# [PROBLEM]
Can you retype every one of the items below exactly, character for character, but without any pictures?

## BEGIN RECORDS

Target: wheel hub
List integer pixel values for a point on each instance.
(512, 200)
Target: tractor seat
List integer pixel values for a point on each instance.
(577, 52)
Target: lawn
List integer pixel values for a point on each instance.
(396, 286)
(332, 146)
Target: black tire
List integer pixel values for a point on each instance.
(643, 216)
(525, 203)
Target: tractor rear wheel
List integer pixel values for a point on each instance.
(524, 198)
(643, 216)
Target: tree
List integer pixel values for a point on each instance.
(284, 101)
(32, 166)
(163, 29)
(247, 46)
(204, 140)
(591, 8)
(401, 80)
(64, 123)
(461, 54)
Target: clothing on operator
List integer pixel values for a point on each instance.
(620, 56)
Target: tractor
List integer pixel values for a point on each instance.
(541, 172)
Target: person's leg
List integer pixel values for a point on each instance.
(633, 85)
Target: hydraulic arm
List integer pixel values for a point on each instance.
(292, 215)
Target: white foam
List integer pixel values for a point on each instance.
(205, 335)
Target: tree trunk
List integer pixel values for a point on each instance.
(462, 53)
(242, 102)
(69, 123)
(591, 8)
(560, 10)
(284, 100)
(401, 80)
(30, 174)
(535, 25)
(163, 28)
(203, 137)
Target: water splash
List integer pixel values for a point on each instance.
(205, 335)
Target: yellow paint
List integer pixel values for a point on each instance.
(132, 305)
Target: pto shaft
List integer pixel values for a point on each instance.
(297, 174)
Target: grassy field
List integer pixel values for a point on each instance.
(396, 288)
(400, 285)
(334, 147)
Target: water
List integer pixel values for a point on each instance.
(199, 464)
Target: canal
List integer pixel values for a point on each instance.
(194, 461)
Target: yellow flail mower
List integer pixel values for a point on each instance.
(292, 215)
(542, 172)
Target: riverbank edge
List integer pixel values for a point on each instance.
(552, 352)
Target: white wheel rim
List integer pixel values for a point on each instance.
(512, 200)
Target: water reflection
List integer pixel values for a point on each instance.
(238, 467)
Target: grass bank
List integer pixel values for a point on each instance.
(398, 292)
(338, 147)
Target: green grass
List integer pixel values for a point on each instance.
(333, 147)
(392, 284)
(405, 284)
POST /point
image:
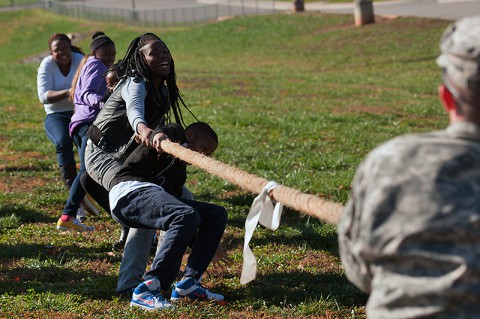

## END RECORDS

# [FULL ANSWER]
Target: wheel hub
List integer pixel values for a point on each instance.
(512, 200)
Target: tractor seat
List integer pixel values for a point on each instance.
(577, 52)
Target: lawn
List integer pixel values for a point on each instance.
(396, 286)
(332, 146)
Target: black tire
List integer pixel values for a point on each instance.
(643, 216)
(525, 203)
Target: tractor rear wheel
List integer pixel values for a point on each instance.
(524, 198)
(643, 216)
Target: tree
List integer pixel values for a point on each instance.
(284, 101)
(32, 166)
(163, 29)
(247, 46)
(204, 140)
(591, 8)
(401, 80)
(64, 123)
(461, 54)
Target: clothing on operator
List integer pixel values for a point on each instance.
(620, 56)
Target: tractor
List integer pixel values for a point on each instance.
(541, 172)
Target: person's leg
List integer pixel values for a point on each instance.
(633, 85)
Target: hydraulic arm
List integer pixel values for a point on each instance.
(292, 215)
Target: white foam
List integer pixel values for a point on each instance.
(205, 335)
Target: tree trunk
List integer pixel values for a point on each instance.
(462, 53)
(242, 102)
(69, 123)
(591, 8)
(560, 10)
(284, 100)
(401, 80)
(30, 174)
(535, 25)
(163, 28)
(203, 137)
Target: water splash
List integer pixel values for a point on each instance.
(205, 335)
Target: yellow paint
List integer pixel values for a point on each instance.
(132, 305)
Target: pto shaft
List integer pixel values for a point on each instance.
(297, 174)
Target: grassy field
List integer pixel values for a point on each instance.
(396, 288)
(400, 285)
(334, 147)
Target: water
List integer pixel values for a point on each instance.
(199, 464)
Target: canal
List integer pixel values for a point on each instance.
(194, 461)
Target: yellow flail mower
List integer pixel values for a point on each instance.
(292, 215)
(542, 172)
Target: riverbank edge
List integer pixel values for a point on each instance.
(552, 352)
Target: white wheel rim
List integer pixel values for a point on each instance.
(512, 200)
Target: water reflection
List integer pixel values for a point on each instance.
(238, 467)
Target: grass bank
List integer pixel values for a point on each instance.
(398, 292)
(338, 147)
Target: green grass
List integer pixel values for a point on each instance.
(333, 147)
(392, 284)
(405, 284)
POST /point
image:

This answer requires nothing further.